Your goal:
Can you rescale the records from the line with "Target: **barrier banner**." up to and including the last line of the records, writing all of those lines out again with the requests included, but with every polygon coordinate in the answers multiplied by 2.1 and rounded to a whole number, halves rounded up?

Given information:
· · ·

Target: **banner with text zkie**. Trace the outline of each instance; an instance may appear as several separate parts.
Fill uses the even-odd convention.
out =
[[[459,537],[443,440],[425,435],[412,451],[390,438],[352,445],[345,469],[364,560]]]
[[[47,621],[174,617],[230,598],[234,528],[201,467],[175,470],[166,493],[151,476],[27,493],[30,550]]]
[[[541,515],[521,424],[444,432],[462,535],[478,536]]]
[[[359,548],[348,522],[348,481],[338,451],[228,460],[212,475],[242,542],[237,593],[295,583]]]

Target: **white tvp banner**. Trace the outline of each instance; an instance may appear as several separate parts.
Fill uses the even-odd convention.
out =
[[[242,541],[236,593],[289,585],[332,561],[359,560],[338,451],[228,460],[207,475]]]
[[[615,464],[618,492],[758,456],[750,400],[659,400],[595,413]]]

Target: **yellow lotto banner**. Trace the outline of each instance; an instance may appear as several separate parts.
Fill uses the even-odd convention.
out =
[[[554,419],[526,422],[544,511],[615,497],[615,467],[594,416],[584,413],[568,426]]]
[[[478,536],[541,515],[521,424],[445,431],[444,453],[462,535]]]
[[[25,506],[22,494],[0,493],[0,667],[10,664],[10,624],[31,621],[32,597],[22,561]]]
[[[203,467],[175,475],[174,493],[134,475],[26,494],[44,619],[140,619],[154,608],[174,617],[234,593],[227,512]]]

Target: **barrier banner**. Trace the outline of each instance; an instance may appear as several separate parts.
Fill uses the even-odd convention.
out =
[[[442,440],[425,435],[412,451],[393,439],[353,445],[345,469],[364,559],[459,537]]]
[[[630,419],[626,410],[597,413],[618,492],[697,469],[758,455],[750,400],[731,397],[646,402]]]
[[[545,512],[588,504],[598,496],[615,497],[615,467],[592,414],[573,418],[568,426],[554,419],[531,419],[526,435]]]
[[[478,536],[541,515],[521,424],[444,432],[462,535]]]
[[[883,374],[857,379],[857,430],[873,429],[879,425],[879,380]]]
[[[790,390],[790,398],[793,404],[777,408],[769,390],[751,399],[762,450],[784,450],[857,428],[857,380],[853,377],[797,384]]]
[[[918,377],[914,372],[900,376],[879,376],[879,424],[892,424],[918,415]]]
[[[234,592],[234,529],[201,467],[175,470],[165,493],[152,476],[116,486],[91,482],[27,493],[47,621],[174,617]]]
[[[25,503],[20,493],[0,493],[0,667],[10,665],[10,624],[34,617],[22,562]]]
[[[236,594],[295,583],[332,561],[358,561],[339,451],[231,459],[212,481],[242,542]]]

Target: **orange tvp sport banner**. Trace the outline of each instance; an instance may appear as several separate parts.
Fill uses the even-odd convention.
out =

· · ·

Reply to the exercise:
Target: **barrier banner**. Trace the outline of each instance; an instance may appear as several separate parts.
Fill uses the even-odd convention.
out =
[[[928,924],[893,914],[865,947],[825,922],[741,935],[725,985],[764,1174],[964,1128]]]
[[[1323,880],[1315,861],[1254,867],[1298,1033],[1464,985],[1592,956],[1575,840],[1535,834],[1357,844]]]
[[[1145,1075],[1235,1058],[1256,1042],[1292,1044],[1292,981],[1243,869],[1203,878],[1193,895],[1163,880],[1115,880],[1105,914]]]
[[[1004,1126],[1136,1082],[1094,890],[932,907],[970,1124]]]
[[[1854,785],[1800,796],[1800,903],[1833,901],[1846,893],[1846,798]]]
[[[1659,819],[1659,836],[1665,848],[1632,857],[1615,819],[1577,838],[1600,945],[1646,945],[1800,899],[1800,798],[1791,792],[1674,806]]]
[[[1928,792],[1919,781],[1890,790],[1846,790],[1846,890],[1873,890],[1928,872]]]
[[[491,1243],[491,1111],[422,981],[368,987],[347,1035],[319,1000],[244,1021],[191,1012],[57,1035],[99,1304],[365,1296]]]
[[[53,1056],[42,1035],[0,1035],[0,1401],[21,1397],[21,1310],[71,1296],[46,1180]]]
[[[496,1247],[620,1224],[697,1178],[752,1178],[712,947],[485,964],[445,1010],[508,1138]]]

Target: **orange tvp sport banner**. Trace the outline of each instance; an instance may appear as several separate parts.
Fill uses the even-odd convention.
out =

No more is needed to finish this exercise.